_Work order_
Reproduce every line of the data below verbatim, leaving each character unchanged.
%%
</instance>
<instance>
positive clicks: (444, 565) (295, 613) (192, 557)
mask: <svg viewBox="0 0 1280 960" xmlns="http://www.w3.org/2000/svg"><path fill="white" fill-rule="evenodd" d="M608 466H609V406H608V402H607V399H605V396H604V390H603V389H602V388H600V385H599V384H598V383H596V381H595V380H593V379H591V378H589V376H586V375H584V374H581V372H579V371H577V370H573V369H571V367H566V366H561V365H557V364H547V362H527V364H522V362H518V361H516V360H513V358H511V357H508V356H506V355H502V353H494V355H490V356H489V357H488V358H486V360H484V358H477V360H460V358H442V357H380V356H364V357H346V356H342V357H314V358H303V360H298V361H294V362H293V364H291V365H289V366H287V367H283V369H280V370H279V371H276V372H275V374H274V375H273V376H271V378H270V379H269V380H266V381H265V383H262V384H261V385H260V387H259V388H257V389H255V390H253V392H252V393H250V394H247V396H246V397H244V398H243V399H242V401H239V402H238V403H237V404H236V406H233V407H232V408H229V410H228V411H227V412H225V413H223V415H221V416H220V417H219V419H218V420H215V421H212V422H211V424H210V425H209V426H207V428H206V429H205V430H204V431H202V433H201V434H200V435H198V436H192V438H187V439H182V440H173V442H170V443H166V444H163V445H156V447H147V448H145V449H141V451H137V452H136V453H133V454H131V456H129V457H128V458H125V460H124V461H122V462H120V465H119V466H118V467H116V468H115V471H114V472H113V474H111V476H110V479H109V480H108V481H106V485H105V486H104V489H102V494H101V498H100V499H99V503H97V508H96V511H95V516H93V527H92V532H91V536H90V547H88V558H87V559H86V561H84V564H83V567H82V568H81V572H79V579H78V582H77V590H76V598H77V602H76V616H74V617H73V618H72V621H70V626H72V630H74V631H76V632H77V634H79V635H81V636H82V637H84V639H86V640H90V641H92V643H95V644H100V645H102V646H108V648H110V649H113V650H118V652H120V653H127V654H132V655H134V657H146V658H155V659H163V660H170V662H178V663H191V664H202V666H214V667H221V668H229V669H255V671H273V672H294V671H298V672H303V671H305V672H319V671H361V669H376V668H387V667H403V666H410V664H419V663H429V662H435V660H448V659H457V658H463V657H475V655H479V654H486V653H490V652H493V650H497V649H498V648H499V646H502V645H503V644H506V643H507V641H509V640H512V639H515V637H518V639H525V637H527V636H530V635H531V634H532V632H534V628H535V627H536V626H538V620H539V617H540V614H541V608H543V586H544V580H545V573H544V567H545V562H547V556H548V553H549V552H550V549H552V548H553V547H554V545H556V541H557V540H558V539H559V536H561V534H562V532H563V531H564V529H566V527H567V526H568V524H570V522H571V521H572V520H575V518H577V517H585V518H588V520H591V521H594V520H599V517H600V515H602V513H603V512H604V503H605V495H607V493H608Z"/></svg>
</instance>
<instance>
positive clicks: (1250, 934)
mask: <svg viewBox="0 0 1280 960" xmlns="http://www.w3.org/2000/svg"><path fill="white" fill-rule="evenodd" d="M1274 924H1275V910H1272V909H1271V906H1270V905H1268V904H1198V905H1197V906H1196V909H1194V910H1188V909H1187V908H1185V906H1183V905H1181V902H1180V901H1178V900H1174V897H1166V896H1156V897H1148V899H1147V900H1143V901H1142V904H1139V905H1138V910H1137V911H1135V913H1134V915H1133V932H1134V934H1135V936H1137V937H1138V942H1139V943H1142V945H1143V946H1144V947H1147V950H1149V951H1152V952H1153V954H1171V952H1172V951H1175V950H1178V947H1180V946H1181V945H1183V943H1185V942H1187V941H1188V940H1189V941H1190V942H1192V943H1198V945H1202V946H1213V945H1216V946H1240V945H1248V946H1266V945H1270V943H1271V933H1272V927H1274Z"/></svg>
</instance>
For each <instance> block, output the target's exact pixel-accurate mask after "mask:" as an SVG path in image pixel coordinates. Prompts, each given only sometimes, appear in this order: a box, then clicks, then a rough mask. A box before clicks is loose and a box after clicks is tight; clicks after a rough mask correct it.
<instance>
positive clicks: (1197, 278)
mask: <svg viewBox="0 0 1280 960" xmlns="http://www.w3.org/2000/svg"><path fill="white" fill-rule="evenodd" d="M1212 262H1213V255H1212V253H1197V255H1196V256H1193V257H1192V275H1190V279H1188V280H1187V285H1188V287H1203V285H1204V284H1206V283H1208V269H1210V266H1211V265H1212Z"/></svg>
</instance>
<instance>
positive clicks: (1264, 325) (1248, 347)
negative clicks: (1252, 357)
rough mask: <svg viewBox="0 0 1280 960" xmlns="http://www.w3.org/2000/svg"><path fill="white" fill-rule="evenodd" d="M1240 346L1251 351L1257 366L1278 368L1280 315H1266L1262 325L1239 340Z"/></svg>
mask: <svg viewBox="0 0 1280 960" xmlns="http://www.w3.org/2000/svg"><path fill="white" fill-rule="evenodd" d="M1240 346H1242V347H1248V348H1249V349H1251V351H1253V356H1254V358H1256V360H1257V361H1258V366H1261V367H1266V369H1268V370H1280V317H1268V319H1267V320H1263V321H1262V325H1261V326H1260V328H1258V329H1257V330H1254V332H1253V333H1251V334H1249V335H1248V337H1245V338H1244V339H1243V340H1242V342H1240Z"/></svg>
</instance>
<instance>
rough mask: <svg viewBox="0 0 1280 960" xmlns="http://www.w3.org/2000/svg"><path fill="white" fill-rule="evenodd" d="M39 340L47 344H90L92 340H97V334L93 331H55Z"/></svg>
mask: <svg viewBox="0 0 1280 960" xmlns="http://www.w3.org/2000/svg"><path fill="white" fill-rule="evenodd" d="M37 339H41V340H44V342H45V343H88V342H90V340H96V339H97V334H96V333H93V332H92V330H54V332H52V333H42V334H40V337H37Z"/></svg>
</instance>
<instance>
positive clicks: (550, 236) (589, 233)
%%
_Solution below_
</instance>
<instance>
positive clicks: (444, 565) (295, 613) (192, 557)
mask: <svg viewBox="0 0 1280 960" xmlns="http://www.w3.org/2000/svg"><path fill="white" fill-rule="evenodd" d="M608 466H609V406H608V402H607V399H605V396H604V390H603V389H602V388H600V385H599V384H598V383H596V381H595V380H593V379H591V378H589V376H586V375H584V374H581V372H579V371H577V370H573V369H571V367H566V366H561V365H557V364H547V362H527V364H522V362H518V361H516V360H513V358H511V357H508V356H506V355H502V353H494V355H490V356H489V357H488V358H486V360H484V358H477V360H460V358H442V357H380V356H364V357H346V356H342V357H314V358H303V360H298V361H294V362H293V364H291V365H289V366H287V367H283V369H280V370H279V371H276V372H275V374H274V375H273V376H271V378H270V379H269V380H266V381H265V383H262V384H261V385H260V387H259V388H257V389H255V390H253V392H252V393H250V394H247V396H246V397H244V398H243V399H242V401H239V402H238V403H237V404H236V406H233V407H232V408H229V410H228V411H227V412H225V413H223V415H221V416H220V417H219V419H218V420H215V421H212V422H211V424H210V425H209V426H207V428H206V429H205V430H204V431H202V433H201V434H200V435H198V436H192V438H187V439H182V440H173V442H170V443H166V444H163V445H156V447H147V448H145V449H141V451H137V452H136V453H133V454H131V456H129V457H128V458H125V460H124V461H122V462H120V465H119V466H118V467H116V468H115V471H114V472H113V474H111V476H110V479H109V480H108V481H106V485H105V486H104V489H102V494H101V498H100V499H99V503H97V508H96V511H95V516H93V527H92V532H91V536H90V547H88V558H87V559H86V561H84V564H83V567H82V568H81V572H79V579H78V582H77V590H76V598H77V602H76V616H74V617H73V618H72V621H70V626H72V630H74V631H76V632H77V634H79V635H81V636H82V637H84V639H86V640H90V641H92V643H95V644H100V645H102V646H108V648H110V649H113V650H118V652H120V653H127V654H132V655H134V657H146V658H155V659H163V660H170V662H178V663H191V664H202V666H214V667H221V668H229V669H255V671H273V672H294V671H298V672H303V671H305V672H319V671H361V669H376V668H387V667H403V666H410V664H419V663H429V662H435V660H448V659H457V658H463V657H475V655H479V654H486V653H490V652H493V650H497V649H498V648H499V646H502V645H503V644H506V643H507V641H509V640H512V639H515V637H518V639H525V637H527V636H530V635H531V634H532V632H534V628H535V627H536V626H538V620H539V617H540V614H541V608H543V586H544V580H545V573H544V567H545V562H547V556H548V553H549V552H550V549H552V548H553V547H554V545H556V541H557V540H558V539H559V536H561V534H562V532H563V531H564V529H566V527H567V526H568V524H570V522H571V521H572V520H575V518H577V517H585V518H588V520H591V521H594V520H599V517H600V515H602V513H603V512H604V503H605V495H607V493H608Z"/></svg>
</instance>
<instance>
positive clicks: (1250, 934)
mask: <svg viewBox="0 0 1280 960" xmlns="http://www.w3.org/2000/svg"><path fill="white" fill-rule="evenodd" d="M1274 924H1275V910H1272V909H1271V906H1270V905H1268V904H1198V905H1197V906H1196V909H1194V910H1188V909H1187V908H1185V906H1183V905H1181V902H1180V901H1178V900H1174V897H1166V896H1156V897H1148V899H1147V900H1143V901H1142V904H1139V905H1138V910H1137V911H1135V913H1134V915H1133V932H1134V934H1135V936H1137V937H1138V942H1139V943H1142V945H1143V946H1144V947H1147V950H1149V951H1152V952H1153V954H1171V952H1172V951H1175V950H1178V947H1180V946H1181V945H1183V943H1185V942H1187V941H1188V940H1189V941H1190V942H1192V943H1198V945H1202V946H1213V945H1216V946H1240V945H1248V946H1266V945H1270V943H1271V933H1272V927H1274Z"/></svg>
</instance>
For each <instance> block, output the target's exact pixel-accurate mask after "mask:" as an SVG path in image pixel coordinates. Prompts, each given only sometimes, appear in this order: a box, then clicks, then a rough mask. A box before clicks is loose and a box after clicks is tight; clicks after a rough mask correct it.
<instance>
positive clicks: (1197, 278)
mask: <svg viewBox="0 0 1280 960" xmlns="http://www.w3.org/2000/svg"><path fill="white" fill-rule="evenodd" d="M1212 262H1213V255H1212V253H1197V255H1196V256H1193V257H1192V275H1190V279H1188V280H1187V285H1188V287H1203V285H1204V284H1206V283H1208V269H1210V266H1211V265H1212Z"/></svg>
</instance>
<instance>
positive clicks: (1264, 325) (1248, 347)
negative clicks: (1252, 357)
rough mask: <svg viewBox="0 0 1280 960" xmlns="http://www.w3.org/2000/svg"><path fill="white" fill-rule="evenodd" d="M1240 346L1251 351L1257 366L1278 368L1280 315H1266L1262 325L1239 340Z"/></svg>
mask: <svg viewBox="0 0 1280 960" xmlns="http://www.w3.org/2000/svg"><path fill="white" fill-rule="evenodd" d="M1240 346H1242V347H1248V348H1249V349H1251V351H1253V356H1254V358H1256V360H1257V361H1258V366H1261V367H1266V369H1268V370H1280V317H1268V319H1267V320H1263V321H1262V325H1261V326H1260V328H1258V329H1257V330H1254V332H1253V333H1251V334H1249V335H1248V337H1245V338H1244V339H1243V340H1242V342H1240Z"/></svg>
</instance>
<instance>
rough mask: <svg viewBox="0 0 1280 960" xmlns="http://www.w3.org/2000/svg"><path fill="white" fill-rule="evenodd" d="M39 340L47 344H90L92 340H97V334L93 331H55Z"/></svg>
mask: <svg viewBox="0 0 1280 960" xmlns="http://www.w3.org/2000/svg"><path fill="white" fill-rule="evenodd" d="M37 339H41V340H44V342H45V343H88V342H90V340H96V339H97V334H96V333H93V332H92V330H54V332H52V333H42V334H40V337H37Z"/></svg>
</instance>
<instance>
positive clicks: (550, 236) (589, 233)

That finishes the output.